__Selection__:
--- Begin ---
Opinion
NOT TO BE PUBLISHED
APPEAL from a judgment of the Superior Court of Kern County No. BF113739A. Gary T. Friedman, Judge.
Candace Hale, under appointment by the Court of Appeal, for Defendant and Appellant.
Edmund G. Brown, Jr., Attorney General, Michael P. Farrell, Assistant Attorney General, and Catherine Chatman and George M. Hendrickson, Deputy Attorney General, for Plaintiff and Respondent.
Before Vartabedian, A.P.J., Wiseman, J., and Levy, J.
A jury convicted appellant Calbert James Peterson of commission of a lewd or lascivious act against a child under 14 years of age (Pen. Code, § 288, subd. (a); count 2), commission of a lewd or lascivious act against a child 14 or 15 years of age by a person at least 10 years older than the child (§ 288, subd. (c)(1); count 3) and sexual intercourse with a child under 16 years of age (§ 261.5, subd. (d); count 4). The jury found true an allegation that in committing the count 4 offense, appellant personally inflicted great bodily injury (§ 12022.7). The court imposed a prison term of 10 years, consisting of the eight-year upper term on count 2, one year on the count 4 substantive offense and one year on the count 4 great bodily injury enhancement. On count 3, the court imposed the three-year upper term and stayed execution of that term pursuant to section 654. The court also imposed a $200 restitution fine (§ 1202.4); a parole revocation fine in the same amount, which it stayed pending successful completion of parole; and, on counts 2, 3 and 4, respectively, section 290.3 fines of $300, $500 and $500 and penalty assessments of $780, $1,300 and $1,300. The court stayed execution of the count 3 fine and assessments, pursuant to section 654.
Except as otherwise indicated, all statutory references are to the Penal Code.
The $780 in penalty assessments imposed in connection with the count 2 section 290.3 fine consisted of the following individual assessments: $300 (§ 1464, subd. (a)), $210 (Gov. Code, § 76000, subd. (a)), $30 (Gov. Code, § 76104.6), $30 (Gov. Code, § 76104.7), $60 (§ 1465.7) and $150 (Gov. Code, § 70372, subd. (a)). The $1,300 in penalty assessments imposed in connection with each of the count 3 and 4 section 290.3 fines consisted of the following individual assessments: $500 (§ 1464, subd. (a)), $350 (Gov. Code, § 76000, subd. (a)), $50 (Gov. Code, § 76104.6), $50 (Gov. Code, § 76104.7), $250 (Gov. Code, § 70372, subd. (a)), $100 (§ 1465.7) and $250 (Gov. Code, § 70372, subd. (a)).
Although included in “assessments” imposed by the court, section 1465.7 calls for the imposition of a “state surcharge.” (§ 1465.7, subd. (a)).)
See footnote 2.
--- End ---
__Material provided__:
--- Begin ---
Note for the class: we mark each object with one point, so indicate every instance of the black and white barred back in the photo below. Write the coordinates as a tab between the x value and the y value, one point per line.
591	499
--- End ---
__Goals__:
1. Can you copy the passage of the court opinion that begins at the words "Edmund G. Brown, Jr., Attorney" and stops after "Plaintiff and Respondent."?
2. Could you carry on the court opinion from where it stops?
The lines after the court opinion are separate material, unrelated to it.

__Task responses__:
1.
Edmund G. Brown, Jr., Attorney General, Michael P. Farrell, Assistant Attorney General, and Catherine Chatman and George M. Hendrickson, Deputy Attorney General, for Plaintiff and Respondent.

2.
On appeal, appellant contends, and the People concede, as follows: (1) the section 290.3 fines imposed in connection with counts 2 and 3 exceeded the amount allowed under the version of the statute in effect at the time of the commission of the count 2 and count 3 offenses, and therefore those fines, and the penalty assessments computed on the basis of those fines, violated constitutional prohibitions against ex post facto laws; (2) the penalty assessments imposed pursuant to Government Code sections 76104.6 and 76104.7 in connection with counts 2 and 3 were not authorized; and (3) neither the section 290.3 fine nor the accompanying assessments imposed in connection with count 4 were authorized. We agree. In addition, the imposition, in connection with count 2, of the section 1465.7 surcharge and the Government Code section 70372 penalty assessment violated constitutional prohibitions against ex post facto laws. We will modify the judgment accordingly.
We notified the parties, pursuant to Government Code section 68081, that we proposed to strike the section 1465.7 surcharge and the Government Code section 70372 penalty assessment imposed in connection with count 2, and invited briefing on the matter. Neither party responded to that invitation.
DISCUSSION
Section 290.3 Fines - Counts 2 and 3
Appellant first argues that the imposition of section 290.3 fines in connection with the count 2 and count 3 offenses in the amounts of $300 and $500, respectively, violated constitutional prohibitions against ex post facto laws. We agree.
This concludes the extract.